Zu erledigende Aufgaben:
1 – Gib aus dem Text über das Dekantieren einen Abschnitt wortgetreu wieder. Setze bei den Worten "Wann macht Dekantieren" ein und höre nach "eingeschenkt werden kann." auf.
2 – Beantworte anhand des Textes über das Dekantieren diese Fragen:
(a) Ab welcher Flaschengröße wird das Einschenken in ein Glas so ziemlich unmöglich?
(b) Mit welchen Hilfsmitteln kann man versuchen, den letzten Tropfen ins Glas zu bringen?
(c) Warum muss man Burgunder nicht dekantieren?

Ausgewählter Text:

Dekantieren – oder besser nicht?
Wann macht Dekantieren Sinn?
Zu diesem Thema werden die unterschiedlichsten Auffassungen vertreten und im Brustton der Überzeugung (manchmal auch mit fast religiöser Inbrunst) weiterverbreitet. Im Folgenden versuche ich, dieses Thema auf rationale Argumente zu reduzieren.
Dekantieren, das Umfüllen von Wein aus der Flasche in ein anderes Behältnis, kann aus praktischen Erwägungen sinnvoll sein: aus einer Großflasche lässt es sich schwer einschenken. Was bei einer Magnum keine Probleme macht, einer Doppelmagnum schon sehr viel Geschick erfordert und z. B. ab Imperial aufwärts so ziemlich unmöglich wird, das Einschenken in ein Glas, erfordert u. U. das Umfüllen in Karaffen, aus denen dann eingeschenkt werden kann.
Das oft zitierte Vermeiden des Einschenkens von bitter schmeckendem Depot, stellt keinen zwingenden Grund dar. Man kann das, vorausgesetzt die Flasche hat einige Zeit aufrecht gestanden und das Depot hat sich am Boden gesammelt, auch durch entsprechend vorsichtiges Einschenken erreichen. Mit etwas Geschick bleibt da auch nicht mehr Wein in der Karaffe zurück, als beim Dekantieren. Wer wirklich den letzten Tropfen des guten Stoffs ins Glas bringen will kann es dann immer noch mit einen Dekantiertrichter und/oder eine geschmacksneutrale Tee-Filtertüte versuchen. Burgunder muss man übrigens nicht zu dekantieren: das Depot schmeckt und kann mitgetrunken werden.
Lässt man diesen praktischen Gesichtspunkt außer Acht, gibt es zwei Meinungen (mit Variationen) unter den Experten:
Weitverbreitete Meinungen
1.) Wein, besonders junger Wein, muss dekantiert werden, damit er mit Sauerstoff in Berührung kommt und sich optimal entfaltet.
2.) Dekantieren schadet der Qualität des Weins.

Bereitgestelltes Material:
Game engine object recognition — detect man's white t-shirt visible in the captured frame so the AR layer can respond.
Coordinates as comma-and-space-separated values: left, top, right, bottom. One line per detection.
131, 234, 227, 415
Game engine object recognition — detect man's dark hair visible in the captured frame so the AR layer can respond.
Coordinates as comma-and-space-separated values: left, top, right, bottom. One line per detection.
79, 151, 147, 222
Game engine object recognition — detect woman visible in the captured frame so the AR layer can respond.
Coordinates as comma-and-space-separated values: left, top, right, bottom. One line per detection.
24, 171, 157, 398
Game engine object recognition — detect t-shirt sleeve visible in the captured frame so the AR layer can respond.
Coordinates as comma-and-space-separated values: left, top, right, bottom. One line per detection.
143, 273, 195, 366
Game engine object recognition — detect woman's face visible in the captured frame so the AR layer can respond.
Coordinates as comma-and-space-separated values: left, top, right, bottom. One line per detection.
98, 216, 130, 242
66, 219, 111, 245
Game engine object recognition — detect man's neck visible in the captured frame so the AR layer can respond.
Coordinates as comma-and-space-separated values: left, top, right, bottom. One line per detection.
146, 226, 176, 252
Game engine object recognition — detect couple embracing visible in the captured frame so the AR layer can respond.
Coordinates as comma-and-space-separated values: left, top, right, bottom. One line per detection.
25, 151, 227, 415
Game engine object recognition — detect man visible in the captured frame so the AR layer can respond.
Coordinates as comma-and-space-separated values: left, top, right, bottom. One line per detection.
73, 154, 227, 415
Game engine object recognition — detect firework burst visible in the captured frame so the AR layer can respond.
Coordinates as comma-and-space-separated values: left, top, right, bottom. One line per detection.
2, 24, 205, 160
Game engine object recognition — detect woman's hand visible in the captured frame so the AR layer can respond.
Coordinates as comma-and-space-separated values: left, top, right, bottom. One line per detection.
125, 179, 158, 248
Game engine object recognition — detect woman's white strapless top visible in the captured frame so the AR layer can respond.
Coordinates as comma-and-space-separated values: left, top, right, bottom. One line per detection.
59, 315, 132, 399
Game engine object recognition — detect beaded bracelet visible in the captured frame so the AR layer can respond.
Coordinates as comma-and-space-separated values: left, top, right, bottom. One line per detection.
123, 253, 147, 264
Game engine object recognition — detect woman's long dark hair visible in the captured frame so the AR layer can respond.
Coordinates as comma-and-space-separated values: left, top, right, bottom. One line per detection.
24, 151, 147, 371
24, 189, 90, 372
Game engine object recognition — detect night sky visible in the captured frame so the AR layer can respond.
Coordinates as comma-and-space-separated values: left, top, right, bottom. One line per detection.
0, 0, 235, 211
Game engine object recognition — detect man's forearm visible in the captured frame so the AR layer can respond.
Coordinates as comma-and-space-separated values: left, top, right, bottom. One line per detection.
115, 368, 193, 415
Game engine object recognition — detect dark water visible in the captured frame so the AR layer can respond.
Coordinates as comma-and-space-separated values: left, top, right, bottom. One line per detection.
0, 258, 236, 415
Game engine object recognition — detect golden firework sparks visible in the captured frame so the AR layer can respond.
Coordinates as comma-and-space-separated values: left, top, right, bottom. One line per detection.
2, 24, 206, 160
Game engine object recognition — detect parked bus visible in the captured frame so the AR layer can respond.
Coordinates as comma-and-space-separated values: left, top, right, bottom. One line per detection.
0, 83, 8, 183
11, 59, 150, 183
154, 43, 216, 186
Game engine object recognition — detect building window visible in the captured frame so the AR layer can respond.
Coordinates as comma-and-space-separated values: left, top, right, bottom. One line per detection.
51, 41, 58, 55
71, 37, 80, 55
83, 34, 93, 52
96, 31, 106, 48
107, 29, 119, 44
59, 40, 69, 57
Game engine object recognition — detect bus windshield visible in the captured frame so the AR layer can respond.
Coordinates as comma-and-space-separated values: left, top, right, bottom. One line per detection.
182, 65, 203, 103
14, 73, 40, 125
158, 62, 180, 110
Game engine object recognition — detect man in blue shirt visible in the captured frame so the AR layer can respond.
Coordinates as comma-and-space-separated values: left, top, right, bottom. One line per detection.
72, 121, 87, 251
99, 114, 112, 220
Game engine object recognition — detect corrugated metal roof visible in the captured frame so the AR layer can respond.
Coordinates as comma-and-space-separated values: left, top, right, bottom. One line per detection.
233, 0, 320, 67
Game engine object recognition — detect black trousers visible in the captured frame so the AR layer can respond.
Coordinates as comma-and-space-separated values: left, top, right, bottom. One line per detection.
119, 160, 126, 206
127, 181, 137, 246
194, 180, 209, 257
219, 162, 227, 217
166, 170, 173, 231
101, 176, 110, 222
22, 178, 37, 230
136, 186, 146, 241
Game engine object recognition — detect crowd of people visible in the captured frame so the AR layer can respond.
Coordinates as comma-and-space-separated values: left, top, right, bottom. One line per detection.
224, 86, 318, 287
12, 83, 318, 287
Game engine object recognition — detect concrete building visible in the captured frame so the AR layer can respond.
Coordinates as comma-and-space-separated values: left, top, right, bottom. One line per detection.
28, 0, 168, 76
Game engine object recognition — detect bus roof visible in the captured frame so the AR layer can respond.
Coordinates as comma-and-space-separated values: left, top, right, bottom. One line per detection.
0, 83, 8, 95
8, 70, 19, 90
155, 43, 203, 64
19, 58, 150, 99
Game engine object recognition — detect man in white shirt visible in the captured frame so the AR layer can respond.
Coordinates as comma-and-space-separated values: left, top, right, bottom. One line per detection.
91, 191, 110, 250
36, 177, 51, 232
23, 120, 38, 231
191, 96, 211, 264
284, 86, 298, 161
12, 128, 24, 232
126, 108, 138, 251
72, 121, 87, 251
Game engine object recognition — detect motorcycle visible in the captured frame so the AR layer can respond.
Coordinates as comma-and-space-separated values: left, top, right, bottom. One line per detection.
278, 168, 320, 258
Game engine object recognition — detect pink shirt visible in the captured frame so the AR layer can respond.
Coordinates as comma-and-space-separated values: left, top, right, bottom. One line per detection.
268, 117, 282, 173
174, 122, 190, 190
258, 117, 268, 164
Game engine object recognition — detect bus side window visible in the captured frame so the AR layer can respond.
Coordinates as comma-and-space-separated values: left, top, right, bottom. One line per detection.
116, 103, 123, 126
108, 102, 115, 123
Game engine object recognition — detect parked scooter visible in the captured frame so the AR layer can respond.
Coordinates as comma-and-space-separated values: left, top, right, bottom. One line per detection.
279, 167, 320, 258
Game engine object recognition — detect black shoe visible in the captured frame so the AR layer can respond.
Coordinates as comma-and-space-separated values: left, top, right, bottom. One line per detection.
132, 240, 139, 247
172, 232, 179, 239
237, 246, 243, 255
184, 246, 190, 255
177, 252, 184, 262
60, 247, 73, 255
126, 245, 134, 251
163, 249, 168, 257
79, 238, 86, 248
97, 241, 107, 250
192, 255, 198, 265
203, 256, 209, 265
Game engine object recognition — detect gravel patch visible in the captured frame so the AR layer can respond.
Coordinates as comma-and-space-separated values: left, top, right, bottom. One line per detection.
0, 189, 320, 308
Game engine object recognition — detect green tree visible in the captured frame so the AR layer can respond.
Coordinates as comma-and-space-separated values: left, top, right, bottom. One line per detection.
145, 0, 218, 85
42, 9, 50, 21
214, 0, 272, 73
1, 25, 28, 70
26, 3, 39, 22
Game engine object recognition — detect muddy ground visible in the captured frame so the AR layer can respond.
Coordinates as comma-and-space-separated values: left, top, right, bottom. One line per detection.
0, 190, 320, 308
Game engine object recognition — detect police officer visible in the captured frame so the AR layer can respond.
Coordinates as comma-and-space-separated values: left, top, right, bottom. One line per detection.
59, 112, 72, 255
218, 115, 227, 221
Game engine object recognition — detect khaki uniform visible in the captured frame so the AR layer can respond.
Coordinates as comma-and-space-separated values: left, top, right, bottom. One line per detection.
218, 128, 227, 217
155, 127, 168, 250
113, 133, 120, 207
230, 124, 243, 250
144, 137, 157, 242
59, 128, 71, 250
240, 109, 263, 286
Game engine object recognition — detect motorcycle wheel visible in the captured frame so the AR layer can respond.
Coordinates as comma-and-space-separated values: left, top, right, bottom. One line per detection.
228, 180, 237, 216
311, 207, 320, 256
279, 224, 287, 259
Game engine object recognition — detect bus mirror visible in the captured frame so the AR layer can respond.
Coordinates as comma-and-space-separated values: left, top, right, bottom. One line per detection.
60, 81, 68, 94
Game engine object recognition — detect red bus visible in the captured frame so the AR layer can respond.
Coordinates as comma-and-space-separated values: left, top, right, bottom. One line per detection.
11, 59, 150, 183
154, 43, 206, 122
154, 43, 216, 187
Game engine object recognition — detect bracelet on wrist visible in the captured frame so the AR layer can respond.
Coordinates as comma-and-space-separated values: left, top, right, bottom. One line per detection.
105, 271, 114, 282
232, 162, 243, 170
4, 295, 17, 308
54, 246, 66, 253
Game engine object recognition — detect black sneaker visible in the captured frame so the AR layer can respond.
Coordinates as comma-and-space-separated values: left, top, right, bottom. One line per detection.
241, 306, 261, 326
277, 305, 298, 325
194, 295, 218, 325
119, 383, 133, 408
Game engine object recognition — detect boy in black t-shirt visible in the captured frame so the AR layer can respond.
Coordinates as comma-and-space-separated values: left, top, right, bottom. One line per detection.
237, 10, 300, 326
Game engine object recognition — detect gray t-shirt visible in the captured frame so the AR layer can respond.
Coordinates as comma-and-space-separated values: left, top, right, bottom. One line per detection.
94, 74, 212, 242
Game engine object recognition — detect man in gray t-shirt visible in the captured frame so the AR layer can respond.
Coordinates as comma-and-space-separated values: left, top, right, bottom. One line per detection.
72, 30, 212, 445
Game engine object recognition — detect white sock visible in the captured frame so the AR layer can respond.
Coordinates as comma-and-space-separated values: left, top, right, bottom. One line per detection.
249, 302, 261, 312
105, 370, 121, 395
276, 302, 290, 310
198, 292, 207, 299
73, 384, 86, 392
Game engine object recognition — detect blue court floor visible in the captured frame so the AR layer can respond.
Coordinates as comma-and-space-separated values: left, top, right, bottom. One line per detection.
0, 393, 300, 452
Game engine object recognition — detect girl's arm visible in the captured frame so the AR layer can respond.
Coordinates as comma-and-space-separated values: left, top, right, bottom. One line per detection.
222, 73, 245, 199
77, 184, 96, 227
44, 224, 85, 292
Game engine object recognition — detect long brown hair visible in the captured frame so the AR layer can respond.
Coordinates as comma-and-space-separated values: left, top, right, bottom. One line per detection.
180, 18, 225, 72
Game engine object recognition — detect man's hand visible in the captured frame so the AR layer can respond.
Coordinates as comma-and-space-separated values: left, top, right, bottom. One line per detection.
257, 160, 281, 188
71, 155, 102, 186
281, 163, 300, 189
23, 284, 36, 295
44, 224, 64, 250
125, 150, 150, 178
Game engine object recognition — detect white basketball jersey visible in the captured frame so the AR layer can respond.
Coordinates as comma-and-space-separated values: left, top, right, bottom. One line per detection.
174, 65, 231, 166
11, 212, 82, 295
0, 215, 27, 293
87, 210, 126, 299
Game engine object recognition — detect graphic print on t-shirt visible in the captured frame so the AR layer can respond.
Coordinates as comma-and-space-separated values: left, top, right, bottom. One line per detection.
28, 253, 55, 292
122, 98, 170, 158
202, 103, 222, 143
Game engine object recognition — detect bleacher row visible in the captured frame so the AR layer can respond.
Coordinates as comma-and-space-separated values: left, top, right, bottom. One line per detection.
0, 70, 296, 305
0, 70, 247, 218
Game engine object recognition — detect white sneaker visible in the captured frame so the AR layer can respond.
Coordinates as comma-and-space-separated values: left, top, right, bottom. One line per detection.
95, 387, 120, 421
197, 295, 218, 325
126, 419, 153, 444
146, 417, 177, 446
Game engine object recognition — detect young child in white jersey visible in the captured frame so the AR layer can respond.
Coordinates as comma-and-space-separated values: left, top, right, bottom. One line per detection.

==

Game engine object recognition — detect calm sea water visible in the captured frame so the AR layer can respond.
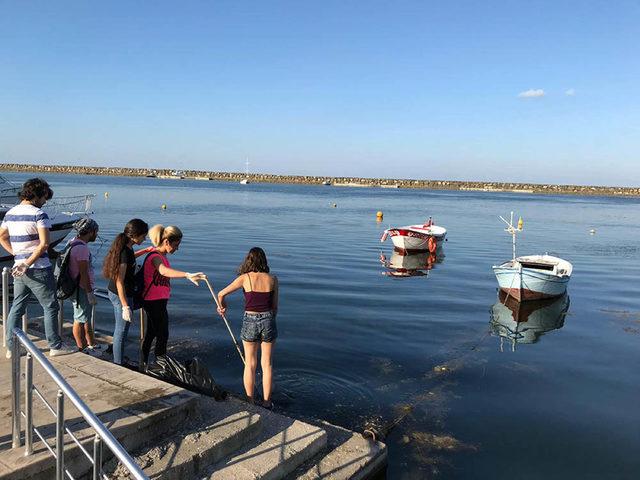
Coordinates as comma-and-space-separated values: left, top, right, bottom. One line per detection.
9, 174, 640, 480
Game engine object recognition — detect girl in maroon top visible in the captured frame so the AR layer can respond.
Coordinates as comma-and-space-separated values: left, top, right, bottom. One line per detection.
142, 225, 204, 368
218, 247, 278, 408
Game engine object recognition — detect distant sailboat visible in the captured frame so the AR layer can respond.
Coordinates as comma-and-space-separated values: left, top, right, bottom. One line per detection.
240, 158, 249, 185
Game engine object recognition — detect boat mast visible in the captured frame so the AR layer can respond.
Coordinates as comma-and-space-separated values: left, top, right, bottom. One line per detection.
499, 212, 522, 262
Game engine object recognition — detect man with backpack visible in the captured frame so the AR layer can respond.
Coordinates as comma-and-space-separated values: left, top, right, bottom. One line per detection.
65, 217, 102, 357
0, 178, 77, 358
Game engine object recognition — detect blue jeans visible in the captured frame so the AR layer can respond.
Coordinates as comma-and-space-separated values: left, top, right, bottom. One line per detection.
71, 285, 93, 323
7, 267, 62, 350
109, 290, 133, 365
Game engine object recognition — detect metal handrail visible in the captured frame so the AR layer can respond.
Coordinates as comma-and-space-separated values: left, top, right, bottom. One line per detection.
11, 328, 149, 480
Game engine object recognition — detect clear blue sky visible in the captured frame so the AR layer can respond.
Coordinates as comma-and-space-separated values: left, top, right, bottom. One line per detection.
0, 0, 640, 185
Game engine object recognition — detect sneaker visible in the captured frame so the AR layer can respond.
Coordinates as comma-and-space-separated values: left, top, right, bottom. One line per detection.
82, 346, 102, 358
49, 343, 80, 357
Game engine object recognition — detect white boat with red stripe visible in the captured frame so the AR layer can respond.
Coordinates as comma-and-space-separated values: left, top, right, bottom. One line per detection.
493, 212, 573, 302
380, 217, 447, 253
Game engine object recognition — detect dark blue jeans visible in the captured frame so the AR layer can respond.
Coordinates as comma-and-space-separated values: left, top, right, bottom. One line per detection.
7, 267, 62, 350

Erwartete Antworten:
1 –
Wann macht Dekantieren Sinn?
Zu diesem Thema werden die unterschiedlichsten Auffassungen vertreten und im Brustton der Überzeugung (manchmal auch mit fast religiöser Inbrunst) weiterverbreitet. Im Folgenden versuche ich, dieses Thema auf rationale Argumente zu reduzieren.
Dekantieren, das Umfüllen von Wein aus der Flasche in ein anderes Behältnis, kann aus praktischen Erwägungen sinnvoll sein: aus einer Großflasche lässt es sich schwer einschenken. Was bei einer Magnum keine Probleme macht, einer Doppelmagnum schon sehr viel Geschick erfordert und z. B. ab Imperial aufwärts so ziemlich unmöglich wird, das Einschenken in ein Glas, erfordert u. U. das Umfüllen in Karaffen, aus denen dann eingeschenkt werden kann.

2 –
(a) Ab Imperial aufwärts.
(b) Mit einem Dekantiertrichter und/oder einer geschmacksneutralen Tee-Filtertüte.
(c) Das Depot schmeckt und kann mitgetrunken werden.